EJERCICIOS PROPUESTOS:
- A) En el relato del ascenso a la montaña, ¿cuántas horas de esfuerzo necesitaron para pisar la cumbre?
- B) Reescribe el fragmento del relato del ascenso a la montaña que comienza con las palabras «Después de nueve» y concluye con «prueba de supervivencia.», sustituyendo «Acamarachi» por «volcán».
- C) Prosigue el relato del ascenso a la montaña a partir de su última oración.
━━━ TEXTO DE LECTURA ━━━
Con rapidez, José Manuel reaccionó: retiró sus botas, colocó los pies en contacto directo con su estómago, masajeó la zona, cambiaron calcetines y aplicaron calentadores químicos y manta térmica. La estrategia funcionó y lograron continuar.
«Cuando solucionamos el problema, supe que no nos detendría nada. Teníamos que llegar sí o sí», afirma José Manuel.
Después de nueve horas de esfuerzo, finalmente pisaron la cumbre del Acamarachi, logrando superar su propio récord de altitud y cerrando así un capítulo pendiente en su historia de montañismo.
«Lloramos como niños. Fue una mezcla de felicidad, alivio y orgullo. Lo habíamos conseguido», confiesa Isabel.
Descenso: una lucha contra la gravedad
Si la subida había sido desafiante, la bajada se convirtió en una verdadera prueba de supervivencia.
«El descenso fue un infierno. Cada paso podía ser una caída, y cuando resbalabas, podías arrastrar metros y metros hasta que una piedra te detenía», cuenta José Manuel.

El viento aumentó hasta los 45 km/h, bajando drásticamente la sensación térmica. Con el campo base a la vista, cada metro recorrido era un triunfo en sí mismo.
━━━ MATERIAL PROPORCIONADO ━━━
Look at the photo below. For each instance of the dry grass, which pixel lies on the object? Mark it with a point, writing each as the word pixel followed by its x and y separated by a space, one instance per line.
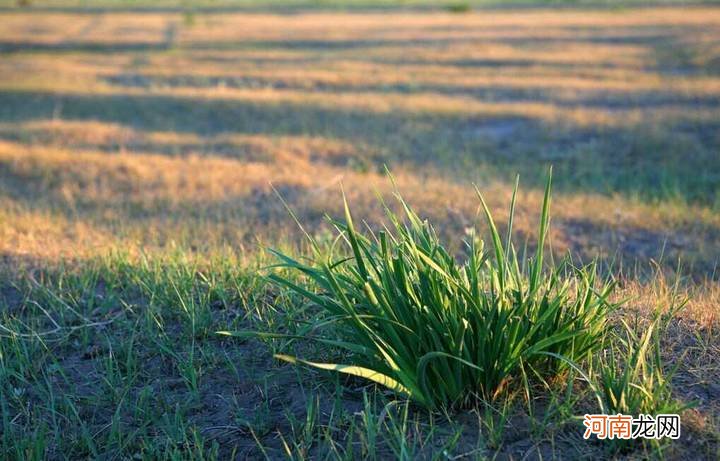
pixel 147 132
━━━
RESPUESTAS:
- A) Nueve horas.

- B)
Después de nueve horas de esfuerzo, finalmente pisaron la cumbre del volcán, logrando superar su propio récord de altitud y cerrando así un capítulo pendiente en su historia de montañismo.
«Lloramos como niños. Fue una mezcla de felicidad, alivio y orgullo. Lo habíamos conseguido», confiesa Isabel.
Descenso: una lucha contra la gravedad
Si la subida había sido desafiante, la bajada se convirtió en una verdadera prueba de supervivencia.

- C)
«Llegamos destrozados, pero con una sensación de plenitud impresionante. Fue un reto brutal, pero sabíamos que habíamos vencido», dice Isabel.
Reflexión y legado de una expedición
El éxito de esta travesía no solo se mide en metros ascendidos, sino en todo lo que representa. Para Isabel y José Manuel, esta cumbre simboliza la resiliencia, la preparación rigurosa y el valor de enfrentarse a los desafíos con determinación.

«Esta expedición nos enseñó que cuando haces las cosas bien, los resultados llegan. No hay atajos en la montaña ni en la vida», concluye José Manuel.
«Nos quedamos con la experiencia de poder conseguirlo todo haciendo las cosas bien. Nos sacamos una gran espina y sabemos que se lo debemos a todas las personas que nos apoyaron en la expedición anterior, a quienes estaremos eternamente agradecidos», finaliza Isabel.